**Extracted material**
· · · · · · ·

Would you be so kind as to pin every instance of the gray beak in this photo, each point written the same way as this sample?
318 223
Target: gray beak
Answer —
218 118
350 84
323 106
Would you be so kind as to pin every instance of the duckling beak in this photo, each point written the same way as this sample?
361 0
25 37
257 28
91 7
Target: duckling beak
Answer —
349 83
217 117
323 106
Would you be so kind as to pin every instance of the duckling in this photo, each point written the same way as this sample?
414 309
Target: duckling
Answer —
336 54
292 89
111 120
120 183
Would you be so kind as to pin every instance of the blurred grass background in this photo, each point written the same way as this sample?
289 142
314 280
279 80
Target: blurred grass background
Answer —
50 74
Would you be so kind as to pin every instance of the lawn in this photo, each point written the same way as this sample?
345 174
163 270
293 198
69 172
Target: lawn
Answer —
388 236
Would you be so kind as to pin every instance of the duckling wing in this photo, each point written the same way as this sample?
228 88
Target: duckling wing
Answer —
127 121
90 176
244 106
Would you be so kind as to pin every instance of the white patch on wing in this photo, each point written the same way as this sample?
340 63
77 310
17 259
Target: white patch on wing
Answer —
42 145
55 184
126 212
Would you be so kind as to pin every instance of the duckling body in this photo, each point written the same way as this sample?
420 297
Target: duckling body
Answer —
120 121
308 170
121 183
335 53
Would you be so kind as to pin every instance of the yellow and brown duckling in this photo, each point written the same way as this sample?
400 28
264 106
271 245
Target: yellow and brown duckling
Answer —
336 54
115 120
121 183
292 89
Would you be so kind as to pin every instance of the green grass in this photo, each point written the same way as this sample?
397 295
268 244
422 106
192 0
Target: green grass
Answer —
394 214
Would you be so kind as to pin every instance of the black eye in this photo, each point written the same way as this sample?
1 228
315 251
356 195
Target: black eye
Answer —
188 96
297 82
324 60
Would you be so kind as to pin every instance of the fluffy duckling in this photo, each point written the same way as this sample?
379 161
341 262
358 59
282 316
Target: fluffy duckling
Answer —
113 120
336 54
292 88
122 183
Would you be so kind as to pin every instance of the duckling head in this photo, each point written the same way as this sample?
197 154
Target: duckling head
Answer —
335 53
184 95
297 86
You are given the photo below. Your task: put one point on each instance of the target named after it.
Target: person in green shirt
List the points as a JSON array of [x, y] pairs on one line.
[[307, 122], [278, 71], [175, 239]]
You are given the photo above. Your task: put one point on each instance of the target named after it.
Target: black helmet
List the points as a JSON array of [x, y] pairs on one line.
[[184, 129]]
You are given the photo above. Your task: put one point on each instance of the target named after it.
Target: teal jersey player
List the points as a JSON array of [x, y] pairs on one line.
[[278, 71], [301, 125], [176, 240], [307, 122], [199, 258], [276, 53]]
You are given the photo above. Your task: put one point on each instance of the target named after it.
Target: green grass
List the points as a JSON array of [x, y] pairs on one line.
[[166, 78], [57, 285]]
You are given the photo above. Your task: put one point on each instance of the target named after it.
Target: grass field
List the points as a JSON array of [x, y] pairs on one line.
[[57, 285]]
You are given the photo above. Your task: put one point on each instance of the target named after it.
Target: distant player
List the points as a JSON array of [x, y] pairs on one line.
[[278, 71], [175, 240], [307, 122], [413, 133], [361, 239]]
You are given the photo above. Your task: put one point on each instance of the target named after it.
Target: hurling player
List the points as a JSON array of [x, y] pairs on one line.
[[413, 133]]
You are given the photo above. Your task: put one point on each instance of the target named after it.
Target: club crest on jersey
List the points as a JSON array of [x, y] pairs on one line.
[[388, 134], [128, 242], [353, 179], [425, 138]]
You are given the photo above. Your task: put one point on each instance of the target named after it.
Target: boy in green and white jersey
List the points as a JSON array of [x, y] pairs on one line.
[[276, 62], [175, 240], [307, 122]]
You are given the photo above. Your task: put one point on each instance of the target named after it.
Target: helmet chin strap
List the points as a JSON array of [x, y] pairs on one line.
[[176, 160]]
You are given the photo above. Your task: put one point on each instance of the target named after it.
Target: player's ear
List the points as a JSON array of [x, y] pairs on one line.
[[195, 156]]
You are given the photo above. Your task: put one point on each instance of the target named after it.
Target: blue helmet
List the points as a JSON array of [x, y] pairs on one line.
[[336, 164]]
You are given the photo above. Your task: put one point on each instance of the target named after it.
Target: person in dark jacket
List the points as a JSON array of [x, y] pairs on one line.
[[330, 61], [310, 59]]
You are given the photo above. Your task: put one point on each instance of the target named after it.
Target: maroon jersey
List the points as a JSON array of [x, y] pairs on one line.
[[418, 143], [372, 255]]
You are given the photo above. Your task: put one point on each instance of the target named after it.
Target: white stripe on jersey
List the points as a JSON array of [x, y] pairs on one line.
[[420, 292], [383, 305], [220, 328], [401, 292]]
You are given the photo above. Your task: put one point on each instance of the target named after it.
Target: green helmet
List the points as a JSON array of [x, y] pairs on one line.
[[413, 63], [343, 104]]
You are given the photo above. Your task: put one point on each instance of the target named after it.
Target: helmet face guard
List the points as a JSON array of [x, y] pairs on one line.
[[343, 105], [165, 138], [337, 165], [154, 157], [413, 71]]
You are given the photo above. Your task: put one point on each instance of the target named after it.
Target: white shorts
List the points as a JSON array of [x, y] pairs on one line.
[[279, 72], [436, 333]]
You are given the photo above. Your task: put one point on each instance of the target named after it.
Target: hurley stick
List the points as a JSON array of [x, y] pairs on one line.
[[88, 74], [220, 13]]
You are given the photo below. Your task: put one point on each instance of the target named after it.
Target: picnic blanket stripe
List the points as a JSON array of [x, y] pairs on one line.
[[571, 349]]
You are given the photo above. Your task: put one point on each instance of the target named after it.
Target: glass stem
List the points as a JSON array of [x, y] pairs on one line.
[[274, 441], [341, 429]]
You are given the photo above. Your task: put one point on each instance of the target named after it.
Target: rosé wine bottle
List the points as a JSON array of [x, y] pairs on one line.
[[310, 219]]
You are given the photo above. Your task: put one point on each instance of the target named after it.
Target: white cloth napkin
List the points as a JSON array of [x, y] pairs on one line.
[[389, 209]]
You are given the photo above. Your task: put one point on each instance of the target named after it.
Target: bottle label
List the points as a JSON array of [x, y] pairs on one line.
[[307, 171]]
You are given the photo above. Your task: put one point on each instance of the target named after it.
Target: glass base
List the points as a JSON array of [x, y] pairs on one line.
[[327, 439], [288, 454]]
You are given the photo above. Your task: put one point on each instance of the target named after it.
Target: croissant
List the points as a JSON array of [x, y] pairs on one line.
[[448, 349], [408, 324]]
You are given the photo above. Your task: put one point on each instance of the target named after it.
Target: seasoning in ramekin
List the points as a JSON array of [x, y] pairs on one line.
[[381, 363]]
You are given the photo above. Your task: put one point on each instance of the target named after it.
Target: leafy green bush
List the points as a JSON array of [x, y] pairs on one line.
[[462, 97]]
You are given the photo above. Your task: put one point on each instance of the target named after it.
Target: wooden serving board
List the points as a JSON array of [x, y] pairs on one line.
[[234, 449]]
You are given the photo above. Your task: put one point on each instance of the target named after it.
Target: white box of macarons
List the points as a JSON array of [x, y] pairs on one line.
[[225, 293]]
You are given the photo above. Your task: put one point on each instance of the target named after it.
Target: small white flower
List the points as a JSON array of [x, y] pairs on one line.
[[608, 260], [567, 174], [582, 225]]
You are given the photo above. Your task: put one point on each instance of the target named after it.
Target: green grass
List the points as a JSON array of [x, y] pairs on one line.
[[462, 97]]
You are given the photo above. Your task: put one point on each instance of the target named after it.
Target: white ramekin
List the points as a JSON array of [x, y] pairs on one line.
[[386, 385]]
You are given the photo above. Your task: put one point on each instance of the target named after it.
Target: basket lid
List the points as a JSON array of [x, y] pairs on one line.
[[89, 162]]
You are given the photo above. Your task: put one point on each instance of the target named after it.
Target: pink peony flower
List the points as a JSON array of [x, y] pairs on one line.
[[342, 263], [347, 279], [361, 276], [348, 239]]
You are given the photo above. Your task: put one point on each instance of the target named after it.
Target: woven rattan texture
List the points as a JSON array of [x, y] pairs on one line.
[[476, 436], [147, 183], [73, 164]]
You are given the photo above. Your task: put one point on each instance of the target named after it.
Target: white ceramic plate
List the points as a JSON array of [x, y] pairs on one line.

· · · · · · ·

**Work order**
Here the output must be the lines above from the line with "Target: white shorts" to the line with "Target: rosé wine bottle", both included, duplicated word for word and nothing else.

**Task solution**
Target: white shorts
List the points as a JSON array of [x, y] pairs on one line.
[[279, 72], [436, 333]]
You are given the photo above. Your task: put one point on each instance of the target named after it.
Target: hurley stick
List the points as a JSON array of [x, y] pairs on one line.
[[88, 74], [220, 13]]
You are given the photo below. Your task: put one point on each instance of the target named after it.
Target: picnic blanket stripe
List the points as a JSON array of [x, y] pairs on one line.
[[571, 349]]
You are given the photo above. Your task: put one point on each instance of the target named after it.
Target: glass stem
List the points as a JSON array of [x, y] pairs on one line.
[[274, 441], [341, 429]]
You are given the photo above. Your task: put one point on each instance of the target named after it.
Target: rosé wine bottle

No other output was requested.